Page extract:

====================

Abstract
Purpose: The purpose of this study was to describe the doctor–patient relationship as expressed in written comments to a retiring family physician.
Methods:All 200 of the written notes and e-mails to a single family physician retiring after 42 years in practice were examined using content analysis for general themes and meaning. No phone or personal verbal responses were included.
Results: Seven themes emerged with regards to what patients appreciated in their family physician relationship. These included “being there,” caring, medical expertise, personal characteristics, multiple roles/anything goes, family, and continuity.
Conclusion: Analyzing comments from actual patients at the end of a long-term relationship with an individual physician confirms beliefs of what patients consider important based on theoretical models, surveys, and interviews.

====================

Task details:
According to the study abstract, how many years had the retiring family physician been in practice? Rely only on the study abstract.

Provided data:
====================

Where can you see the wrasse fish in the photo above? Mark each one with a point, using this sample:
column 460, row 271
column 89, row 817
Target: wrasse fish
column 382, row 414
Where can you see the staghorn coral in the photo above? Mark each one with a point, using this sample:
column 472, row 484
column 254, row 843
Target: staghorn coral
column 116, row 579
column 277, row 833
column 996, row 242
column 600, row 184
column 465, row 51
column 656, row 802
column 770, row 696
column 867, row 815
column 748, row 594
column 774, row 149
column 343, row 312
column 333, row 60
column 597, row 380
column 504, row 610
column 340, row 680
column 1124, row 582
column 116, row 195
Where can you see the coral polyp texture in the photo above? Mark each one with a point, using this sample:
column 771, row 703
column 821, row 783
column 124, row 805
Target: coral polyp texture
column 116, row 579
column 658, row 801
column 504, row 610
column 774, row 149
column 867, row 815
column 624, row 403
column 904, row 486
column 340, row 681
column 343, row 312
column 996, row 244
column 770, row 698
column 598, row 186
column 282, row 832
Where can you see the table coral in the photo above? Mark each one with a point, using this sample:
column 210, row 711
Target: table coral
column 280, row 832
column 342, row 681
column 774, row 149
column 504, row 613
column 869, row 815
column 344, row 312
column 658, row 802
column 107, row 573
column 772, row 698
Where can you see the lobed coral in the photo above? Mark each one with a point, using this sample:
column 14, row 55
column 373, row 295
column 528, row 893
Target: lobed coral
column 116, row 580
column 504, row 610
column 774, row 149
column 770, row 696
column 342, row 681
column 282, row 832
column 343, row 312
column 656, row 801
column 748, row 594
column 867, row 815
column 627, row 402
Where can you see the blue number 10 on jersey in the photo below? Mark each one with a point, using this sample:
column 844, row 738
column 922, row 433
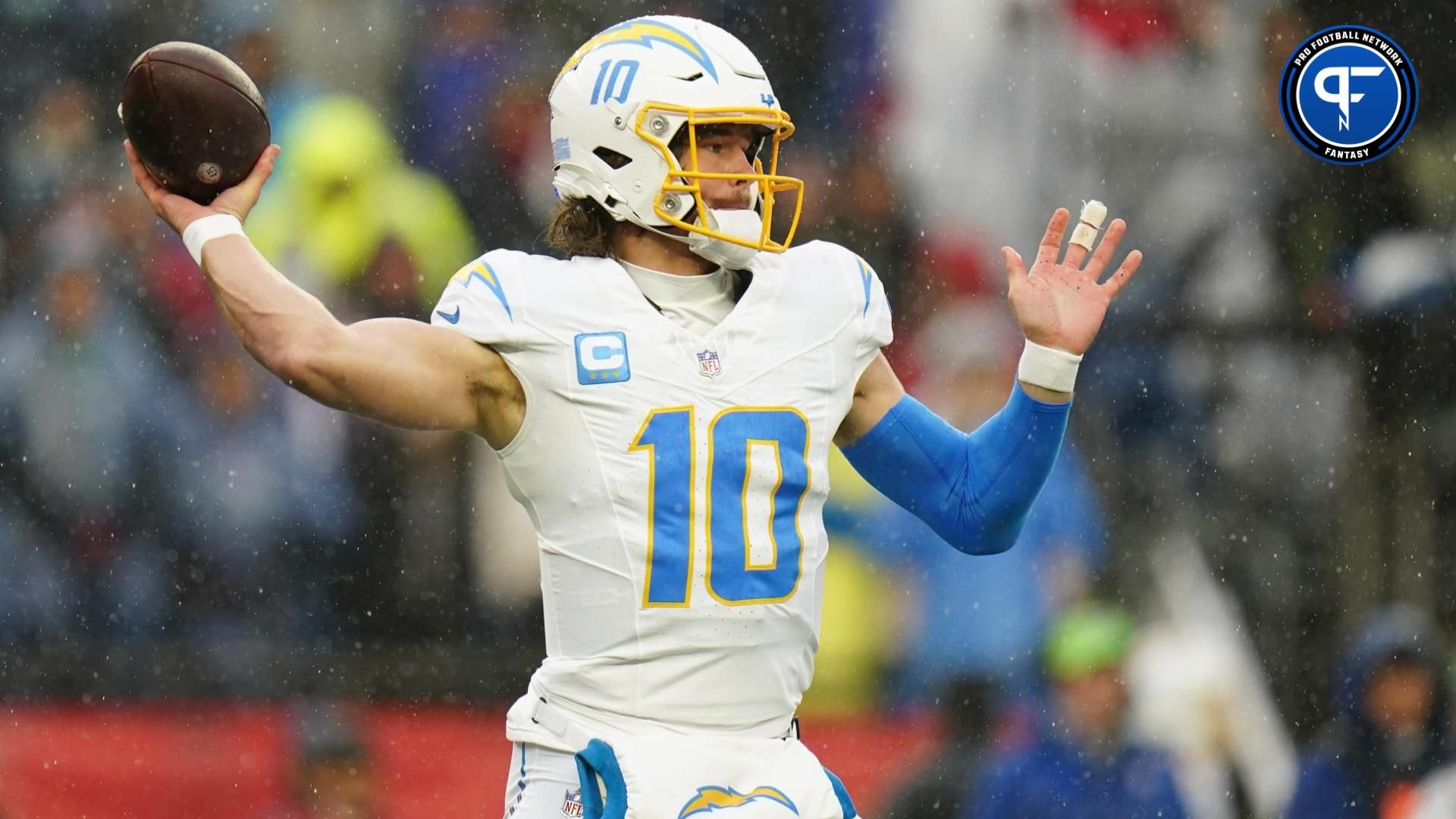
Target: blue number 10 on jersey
column 737, row 439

====================

Response area:
42 years